Extracted text.
----

The most regretful people on Earth are those who felt the call to creative work, who felt their own creative power restive and uprising, and gave to it neither power nor time.

~Mary Oliver, Upstream

I can list a thousand-and-one reasons not to do something. But a thousand aren’t necessary. Not even a hundred. A handful will suffice. And, when I have enough, I no longer see a need to get started, and the whole venture dies with the least of effort.

Other times – despite a preponderance of excuses – I convince myself to start. Then, as the project naturally transforms in surprising and unexpected fashion, the horizon obscured by the fog of uncertainty, I lose sight of the final version. It’s too much to bear. So, I abandon the venture.

As someone who must create things for a paycheck, the battle begins when I receive an assignment, and it rages on throughought until the work is done.

When reflecting at the end of the year, I’m astounded by the amount of projects I finished despite the derision I receive from my inner critic, who critiques not just the work, but my very humanity.

According to the inner critic: I’m not good enough as a person; therefore, I’m not good enough to make this thing.

So, why bother?

While I can push on through because my paycheck depends on delivering something, many times – especially in my side hustles and hobbies – I give up.

Resistance

In his book The War of Art, Steven Pressfield defines this stultifying force as Resistance. Pressfield outlines the many forms of Resistance, but the most nefarious by far is that Resistance that prevents us from answering the call to creative work.

It’s easy to fail in the face of Resistance. After all, creative work is hard and the outcomes are not guaranteed. But never starting, that’s the greatest failure.

----

[Stored data entries]

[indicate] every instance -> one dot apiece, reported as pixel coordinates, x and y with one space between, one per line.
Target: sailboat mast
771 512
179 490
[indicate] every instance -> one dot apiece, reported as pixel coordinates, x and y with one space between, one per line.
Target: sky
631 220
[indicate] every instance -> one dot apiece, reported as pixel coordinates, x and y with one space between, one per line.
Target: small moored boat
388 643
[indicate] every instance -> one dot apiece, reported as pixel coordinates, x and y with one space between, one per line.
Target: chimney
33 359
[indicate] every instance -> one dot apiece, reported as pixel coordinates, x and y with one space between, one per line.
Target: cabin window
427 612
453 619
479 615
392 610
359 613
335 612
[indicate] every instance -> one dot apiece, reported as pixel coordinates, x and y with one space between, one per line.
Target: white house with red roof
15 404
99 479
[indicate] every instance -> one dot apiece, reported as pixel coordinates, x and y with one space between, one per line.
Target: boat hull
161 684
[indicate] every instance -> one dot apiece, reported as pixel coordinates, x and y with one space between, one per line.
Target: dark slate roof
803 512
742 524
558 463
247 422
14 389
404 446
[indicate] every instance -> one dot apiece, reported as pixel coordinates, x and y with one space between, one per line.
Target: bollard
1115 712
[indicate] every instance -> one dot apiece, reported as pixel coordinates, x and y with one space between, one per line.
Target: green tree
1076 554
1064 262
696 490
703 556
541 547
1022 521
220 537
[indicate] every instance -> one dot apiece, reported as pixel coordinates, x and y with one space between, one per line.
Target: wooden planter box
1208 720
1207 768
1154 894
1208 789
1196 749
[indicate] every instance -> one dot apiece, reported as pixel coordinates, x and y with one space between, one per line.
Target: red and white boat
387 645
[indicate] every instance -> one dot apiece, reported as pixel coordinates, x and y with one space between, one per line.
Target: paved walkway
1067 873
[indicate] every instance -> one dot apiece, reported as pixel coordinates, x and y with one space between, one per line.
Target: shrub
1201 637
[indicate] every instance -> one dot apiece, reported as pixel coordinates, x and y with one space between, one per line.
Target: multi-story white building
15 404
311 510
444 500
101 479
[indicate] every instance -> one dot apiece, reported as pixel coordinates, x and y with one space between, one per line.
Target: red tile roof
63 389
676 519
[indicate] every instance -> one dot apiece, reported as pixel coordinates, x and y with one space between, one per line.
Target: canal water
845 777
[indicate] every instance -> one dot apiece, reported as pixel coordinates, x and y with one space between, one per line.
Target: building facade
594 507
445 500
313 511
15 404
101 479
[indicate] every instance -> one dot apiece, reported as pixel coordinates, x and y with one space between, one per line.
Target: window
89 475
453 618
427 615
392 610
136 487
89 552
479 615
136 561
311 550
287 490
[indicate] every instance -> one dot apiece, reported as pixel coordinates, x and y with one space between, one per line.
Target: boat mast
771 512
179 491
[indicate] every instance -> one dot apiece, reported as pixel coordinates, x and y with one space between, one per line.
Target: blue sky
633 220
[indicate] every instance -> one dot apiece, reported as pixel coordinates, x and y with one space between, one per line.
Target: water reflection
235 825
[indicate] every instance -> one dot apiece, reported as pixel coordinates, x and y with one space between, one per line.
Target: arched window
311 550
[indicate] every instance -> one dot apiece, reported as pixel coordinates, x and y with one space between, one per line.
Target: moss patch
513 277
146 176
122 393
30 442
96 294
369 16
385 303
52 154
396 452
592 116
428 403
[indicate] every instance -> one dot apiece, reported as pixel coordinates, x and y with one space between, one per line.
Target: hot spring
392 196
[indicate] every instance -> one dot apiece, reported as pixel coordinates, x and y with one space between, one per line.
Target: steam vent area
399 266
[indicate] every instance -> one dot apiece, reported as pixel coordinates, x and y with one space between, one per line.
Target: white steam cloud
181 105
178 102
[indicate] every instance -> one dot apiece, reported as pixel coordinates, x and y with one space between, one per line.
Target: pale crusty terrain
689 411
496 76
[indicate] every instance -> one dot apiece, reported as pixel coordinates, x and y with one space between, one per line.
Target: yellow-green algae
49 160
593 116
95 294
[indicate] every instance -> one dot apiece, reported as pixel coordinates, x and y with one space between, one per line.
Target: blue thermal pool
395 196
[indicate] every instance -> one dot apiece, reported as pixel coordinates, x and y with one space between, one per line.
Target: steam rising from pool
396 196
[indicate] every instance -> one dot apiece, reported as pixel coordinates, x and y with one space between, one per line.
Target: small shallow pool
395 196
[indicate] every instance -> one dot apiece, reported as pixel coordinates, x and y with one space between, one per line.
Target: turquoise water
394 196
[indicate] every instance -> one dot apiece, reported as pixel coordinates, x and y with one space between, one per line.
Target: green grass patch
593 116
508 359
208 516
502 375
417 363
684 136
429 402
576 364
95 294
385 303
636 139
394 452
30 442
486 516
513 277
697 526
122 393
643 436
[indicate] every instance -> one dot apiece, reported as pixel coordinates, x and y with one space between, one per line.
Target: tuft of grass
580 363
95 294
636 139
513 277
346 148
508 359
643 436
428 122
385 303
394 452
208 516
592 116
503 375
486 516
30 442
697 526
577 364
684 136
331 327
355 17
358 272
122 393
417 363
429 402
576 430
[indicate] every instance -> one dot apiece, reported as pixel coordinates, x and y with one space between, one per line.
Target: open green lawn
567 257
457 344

----

What you need to do.
1) Can you condense the paragraph of the essay on creative Resistance that begins "Other times – despite a preponderance of excuses" into one or two sentences while keeping its main facts?
2) What might the next paragraph of the essay on creative Resistance say? Write it, picking up after the essay's last sentence.
These lines have nothing to do with the essay.

Responses to the tasks.
1) Sometimes I start a project despite my many excuses, but once it changes in unexpected ways and I lose sight of its final version, the uncertainty becomes too much and I abandon it.

2)
To be fair, there are a lot of obstacles, from my inner struggle to the mixed messages of a society that simultaneously reveres the objects of the creative process – we’ve built halls of art, bookstores, libraries, playhouses, and movie palaces – and brands you a fool if you throw your life into a creative profession.

Anxiety, the fear of an unknown future, is a force multiplier for Resistance. Some anxiety is natural as you take on a new project. But when you experience a disproportionate amount of anxiety, Resistance seizes this from every angle. Imagining what it’ll be like to face off with your critics can make it easy to walk away.

There is the imaginary criticism I conjure in my imagination, and there is real criticism, some of which is helpful. Workshops are a way to learn how to handle critcism, but it’s not easy learning.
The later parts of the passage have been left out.